(Extract)

Overview of Configurations

The settings described in Wand Setup affect the selected wand and are stored on the wand. Those described in Log Setup affect the global template and will be applied to any new file that is created on the control unit. Settings that affect how LAI is computed are stored as part of each file. The procedure for changing the settings of a file (post processing data) is described for the console in Data Management on the Console or with FV2200 in chapter Data Analysis with FV2200.

Wand Setup

Certain pieces of information are stored on each optical sensor. You may wish to change or view these settings. They are described below. In order to access these settings, one or more wands must be connected, and you must select a wand.

Set Name: You can name each wand (up to 8 alphanumeric characters). The name is stored on the wand and can be viewed when the wand is connected to a console.

Clock: Set the wand time by synchronizing with the console clock or entering the time manually.

Cal Values: View/Edit the five back-up calibration values. These values are shown on the wand’s calibration sheet.

Match Values: Access the five working cal values: view/set values to directly edit or reset them, and calculate values for matching two wands.

Auto Log: The control panel for setting up automatic logging for wand.

(Requirements)
• A. In the configuration overview, repeat the passage starting with "Overview of Configurations" and going on through "select a wand.", substituting "default template" for "global template".
• B. Answer these questions from the configuration overview:
(i) How many alphanumeric characters can a wand's name have?
(ii) Where are the settings that affect how LAI is computed stored?
(iii) Where are the five back-up calibration values shown?

(Dataset records)
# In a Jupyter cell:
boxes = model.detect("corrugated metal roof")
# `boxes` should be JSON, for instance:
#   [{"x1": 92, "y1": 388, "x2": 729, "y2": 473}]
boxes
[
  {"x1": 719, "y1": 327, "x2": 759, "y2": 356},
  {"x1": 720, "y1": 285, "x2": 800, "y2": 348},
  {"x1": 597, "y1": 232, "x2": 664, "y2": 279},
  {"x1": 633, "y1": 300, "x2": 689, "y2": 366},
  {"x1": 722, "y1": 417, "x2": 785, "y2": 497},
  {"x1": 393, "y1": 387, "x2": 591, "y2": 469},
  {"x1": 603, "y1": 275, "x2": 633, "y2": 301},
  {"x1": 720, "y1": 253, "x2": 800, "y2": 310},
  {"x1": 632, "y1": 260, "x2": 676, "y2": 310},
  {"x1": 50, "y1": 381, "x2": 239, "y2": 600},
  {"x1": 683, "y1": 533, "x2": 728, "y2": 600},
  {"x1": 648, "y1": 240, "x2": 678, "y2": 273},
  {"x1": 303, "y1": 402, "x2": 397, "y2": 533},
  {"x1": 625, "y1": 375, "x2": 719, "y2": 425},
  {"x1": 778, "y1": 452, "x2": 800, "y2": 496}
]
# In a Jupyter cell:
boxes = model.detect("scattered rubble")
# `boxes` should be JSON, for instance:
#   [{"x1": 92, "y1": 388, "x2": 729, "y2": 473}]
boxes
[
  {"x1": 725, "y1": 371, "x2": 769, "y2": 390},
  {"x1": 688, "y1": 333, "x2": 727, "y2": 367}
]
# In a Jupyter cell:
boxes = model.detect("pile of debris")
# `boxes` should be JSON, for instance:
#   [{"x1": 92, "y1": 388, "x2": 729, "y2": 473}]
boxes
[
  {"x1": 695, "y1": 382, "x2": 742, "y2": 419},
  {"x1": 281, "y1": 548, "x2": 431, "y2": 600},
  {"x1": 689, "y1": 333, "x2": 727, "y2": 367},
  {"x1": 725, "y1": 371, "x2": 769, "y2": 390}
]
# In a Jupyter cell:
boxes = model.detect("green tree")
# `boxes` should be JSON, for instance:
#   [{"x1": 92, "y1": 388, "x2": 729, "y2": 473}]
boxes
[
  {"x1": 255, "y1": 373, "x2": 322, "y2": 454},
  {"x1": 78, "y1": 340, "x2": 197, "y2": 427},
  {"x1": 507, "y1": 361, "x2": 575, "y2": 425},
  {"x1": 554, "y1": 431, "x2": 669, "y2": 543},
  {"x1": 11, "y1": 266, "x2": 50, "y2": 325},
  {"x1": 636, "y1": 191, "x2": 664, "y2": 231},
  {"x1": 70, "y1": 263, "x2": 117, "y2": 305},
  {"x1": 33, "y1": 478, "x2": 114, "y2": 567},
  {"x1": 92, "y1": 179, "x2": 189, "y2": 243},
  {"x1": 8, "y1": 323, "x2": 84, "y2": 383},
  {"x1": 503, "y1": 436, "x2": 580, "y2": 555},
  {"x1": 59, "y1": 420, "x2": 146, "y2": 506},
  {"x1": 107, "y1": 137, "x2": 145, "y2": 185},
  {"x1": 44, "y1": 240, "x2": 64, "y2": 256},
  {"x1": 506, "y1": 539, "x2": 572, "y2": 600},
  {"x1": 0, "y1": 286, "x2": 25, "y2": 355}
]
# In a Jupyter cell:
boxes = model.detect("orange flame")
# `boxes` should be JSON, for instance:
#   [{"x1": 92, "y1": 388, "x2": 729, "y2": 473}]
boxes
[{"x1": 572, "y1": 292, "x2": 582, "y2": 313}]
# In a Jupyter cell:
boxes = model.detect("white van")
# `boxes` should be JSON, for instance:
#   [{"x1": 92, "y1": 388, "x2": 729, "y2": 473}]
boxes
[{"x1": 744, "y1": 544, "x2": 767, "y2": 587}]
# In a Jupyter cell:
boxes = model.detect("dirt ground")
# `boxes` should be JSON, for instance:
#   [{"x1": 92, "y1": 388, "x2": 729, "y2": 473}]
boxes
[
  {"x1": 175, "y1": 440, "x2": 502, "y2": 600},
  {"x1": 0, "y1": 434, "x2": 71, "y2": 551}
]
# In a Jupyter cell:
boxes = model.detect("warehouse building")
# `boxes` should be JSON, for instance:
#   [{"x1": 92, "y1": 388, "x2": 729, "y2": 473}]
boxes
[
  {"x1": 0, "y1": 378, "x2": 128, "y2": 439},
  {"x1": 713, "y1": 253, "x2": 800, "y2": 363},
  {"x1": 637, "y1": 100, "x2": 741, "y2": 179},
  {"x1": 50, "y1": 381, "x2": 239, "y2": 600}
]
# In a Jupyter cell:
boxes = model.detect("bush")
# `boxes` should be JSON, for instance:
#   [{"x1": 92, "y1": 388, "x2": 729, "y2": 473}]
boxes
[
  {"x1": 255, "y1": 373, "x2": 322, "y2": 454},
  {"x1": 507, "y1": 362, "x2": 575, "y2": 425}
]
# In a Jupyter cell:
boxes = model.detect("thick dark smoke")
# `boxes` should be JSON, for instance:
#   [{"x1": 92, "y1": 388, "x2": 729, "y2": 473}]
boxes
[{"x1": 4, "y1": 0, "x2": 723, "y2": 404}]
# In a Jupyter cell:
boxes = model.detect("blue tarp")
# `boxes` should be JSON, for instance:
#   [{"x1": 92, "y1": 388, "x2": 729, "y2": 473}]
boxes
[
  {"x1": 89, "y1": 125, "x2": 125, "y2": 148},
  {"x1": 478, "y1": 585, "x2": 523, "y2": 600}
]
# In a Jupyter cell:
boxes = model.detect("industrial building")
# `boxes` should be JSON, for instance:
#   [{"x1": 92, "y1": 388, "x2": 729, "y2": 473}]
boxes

(Answer set)
• A.
Overview of Configurations

The settings described in Wand Setup affect the selected wand and are stored on the wand. Those described in Log Setup affect the default template and will be applied to any new file that is created on the control unit. Settings that affect how LAI is computed are stored as part of each file. The procedure for changing the settings of a file (post processing data) is described for the console in Data Management on the Console or with FV2200 in chapter Data Analysis with FV2200.

Wand Setup

Certain pieces of information are stored on each optical sensor. You may wish to change or view these settings. They are described below. In order to access these settings, one or more wands must be connected, and you must select a wand.

• B.
(i) Up to 8.
(ii) As part of each file.
(iii) On the wand's calibration sheet.